EXERCISE: Each entry below should be written out exactly as it is, with no pictures.

SOURCE MATERIAL:
■ ■ ■ ■ ■ ■ ■

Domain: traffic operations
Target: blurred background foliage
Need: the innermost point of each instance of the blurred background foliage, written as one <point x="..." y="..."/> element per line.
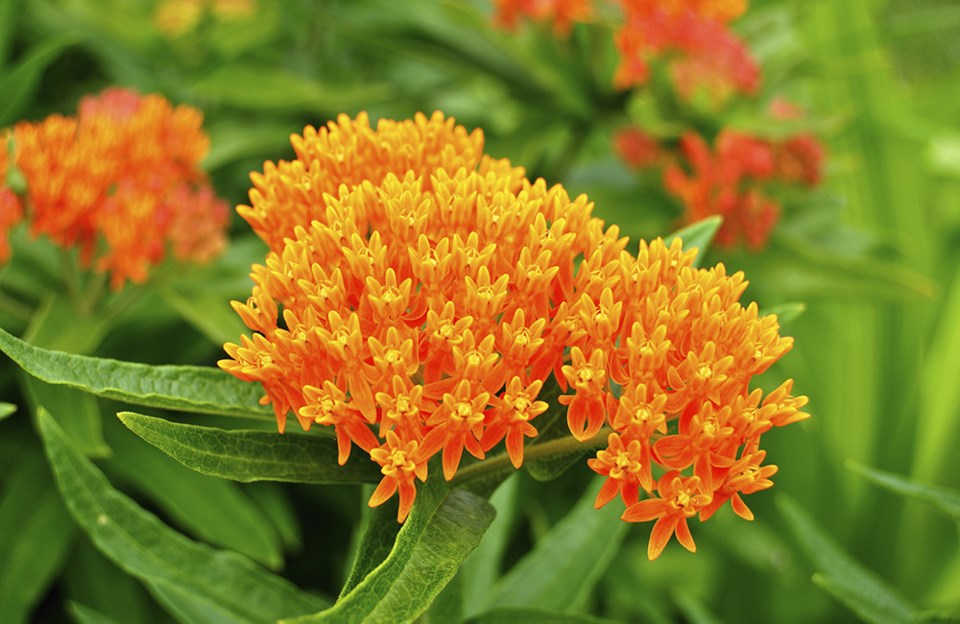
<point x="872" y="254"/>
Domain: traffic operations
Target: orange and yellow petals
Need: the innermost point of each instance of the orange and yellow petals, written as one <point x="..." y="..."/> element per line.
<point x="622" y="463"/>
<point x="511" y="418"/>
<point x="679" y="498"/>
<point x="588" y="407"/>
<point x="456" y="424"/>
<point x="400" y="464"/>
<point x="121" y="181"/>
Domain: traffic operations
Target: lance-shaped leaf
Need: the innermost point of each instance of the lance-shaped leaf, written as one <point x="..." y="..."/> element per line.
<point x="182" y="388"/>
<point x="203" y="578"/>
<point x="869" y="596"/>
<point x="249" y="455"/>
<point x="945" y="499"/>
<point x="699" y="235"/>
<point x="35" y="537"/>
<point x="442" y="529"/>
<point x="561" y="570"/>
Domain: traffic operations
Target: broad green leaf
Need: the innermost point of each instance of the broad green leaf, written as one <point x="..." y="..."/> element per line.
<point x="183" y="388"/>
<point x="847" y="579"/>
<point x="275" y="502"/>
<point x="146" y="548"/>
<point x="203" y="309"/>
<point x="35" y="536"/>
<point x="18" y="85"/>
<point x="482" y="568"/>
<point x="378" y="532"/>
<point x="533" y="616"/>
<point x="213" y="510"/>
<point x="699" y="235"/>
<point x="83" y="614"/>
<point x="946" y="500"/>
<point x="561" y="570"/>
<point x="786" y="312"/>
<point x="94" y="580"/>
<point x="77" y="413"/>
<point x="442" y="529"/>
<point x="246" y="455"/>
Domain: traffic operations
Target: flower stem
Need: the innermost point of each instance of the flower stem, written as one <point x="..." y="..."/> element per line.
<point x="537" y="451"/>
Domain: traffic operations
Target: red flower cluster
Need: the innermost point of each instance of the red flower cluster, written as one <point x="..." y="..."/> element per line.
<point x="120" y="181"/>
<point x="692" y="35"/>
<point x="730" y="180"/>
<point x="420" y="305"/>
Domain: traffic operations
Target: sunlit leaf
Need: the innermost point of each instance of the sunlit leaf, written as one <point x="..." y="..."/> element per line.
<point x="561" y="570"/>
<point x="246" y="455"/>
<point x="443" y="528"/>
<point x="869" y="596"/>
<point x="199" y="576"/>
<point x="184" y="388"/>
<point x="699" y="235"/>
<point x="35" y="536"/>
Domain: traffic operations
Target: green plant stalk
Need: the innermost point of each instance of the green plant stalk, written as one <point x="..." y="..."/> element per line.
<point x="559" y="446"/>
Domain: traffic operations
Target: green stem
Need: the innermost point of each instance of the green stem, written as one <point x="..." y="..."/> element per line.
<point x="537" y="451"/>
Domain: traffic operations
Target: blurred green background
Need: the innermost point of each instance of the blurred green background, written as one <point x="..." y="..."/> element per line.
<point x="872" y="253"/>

■ ■ ■ ■ ■ ■ ■

EXERCISE ANSWER:
Domain: traffic operations
Target: blurred background foliage
Need: the innermost point of each instance of the blurred background foliage, written as one <point x="..." y="..."/> element per line.
<point x="872" y="254"/>
Domain: traffic operations
Target: orange and yellow petals
Need: the innermost point of each instance of the orange and yellow petals, written as one <point x="..." y="..."/> element per line.
<point x="622" y="463"/>
<point x="511" y="418"/>
<point x="679" y="498"/>
<point x="588" y="407"/>
<point x="456" y="424"/>
<point x="400" y="464"/>
<point x="121" y="181"/>
Domain: traffic operations
Target: lance-shaped leaf
Need: the innermost point of each instance of the lance-shaped leaf, written as one <point x="..." y="..."/> element per line.
<point x="182" y="388"/>
<point x="203" y="578"/>
<point x="869" y="596"/>
<point x="249" y="455"/>
<point x="945" y="499"/>
<point x="699" y="235"/>
<point x="35" y="537"/>
<point x="442" y="529"/>
<point x="561" y="570"/>
Domain: traffic operations
Target: broad green leaf
Need: the innermost point of each instance of the broad green leaf, written as one <point x="..." y="..."/> element per line.
<point x="183" y="388"/>
<point x="847" y="579"/>
<point x="275" y="502"/>
<point x="146" y="548"/>
<point x="203" y="309"/>
<point x="35" y="536"/>
<point x="18" y="85"/>
<point x="482" y="568"/>
<point x="378" y="532"/>
<point x="533" y="616"/>
<point x="213" y="510"/>
<point x="699" y="235"/>
<point x="83" y="614"/>
<point x="946" y="500"/>
<point x="561" y="570"/>
<point x="786" y="312"/>
<point x="94" y="580"/>
<point x="77" y="413"/>
<point x="442" y="529"/>
<point x="246" y="455"/>
Domain: traffic operations
Target: flower stem
Need: the innermost point of each instance of the flower stem, written as one <point x="..." y="..."/> element per line.
<point x="537" y="451"/>
Domain: traffic operations
Target: red flower cluster
Need: the innermost point of each instance of the red flower cluster, written as one <point x="..." y="..."/> element per line.
<point x="120" y="181"/>
<point x="692" y="35"/>
<point x="730" y="180"/>
<point x="420" y="305"/>
Domain: traffic operations
Target: sunlit leaf
Need: the innermost point of each instance of the sunlit leaf, written as one <point x="..." y="..."/> element per line.
<point x="561" y="570"/>
<point x="246" y="455"/>
<point x="443" y="528"/>
<point x="869" y="596"/>
<point x="199" y="576"/>
<point x="184" y="388"/>
<point x="699" y="235"/>
<point x="35" y="536"/>
Domain: traffic operations
Target: green plant stalk
Need: the innermost point of each instance of the green plant stalk, written as one <point x="..." y="..."/> element per line.
<point x="559" y="446"/>
Domain: traffic operations
Target: green stem
Need: the innermost point of each instance of the green stem, written as one <point x="..." y="..."/> element per line.
<point x="537" y="451"/>
Domain: traffic operations
Target: blurred green background
Need: the innermost point of each instance of the blurred green background, written as one <point x="..." y="..."/> element per line.
<point x="872" y="253"/>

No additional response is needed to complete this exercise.